BEGIN

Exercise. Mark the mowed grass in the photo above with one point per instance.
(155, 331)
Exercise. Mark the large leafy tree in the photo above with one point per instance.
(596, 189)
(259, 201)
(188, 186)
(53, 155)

END

### Exercise goal:
Repeat the whole listing exactly.

### Your solution:
Exercise. Mark the mowed grass in the photo above with one point per instance.
(155, 331)
Exercise. Mark the large leafy tree in the photo above with one point per instance.
(596, 189)
(259, 201)
(188, 186)
(53, 155)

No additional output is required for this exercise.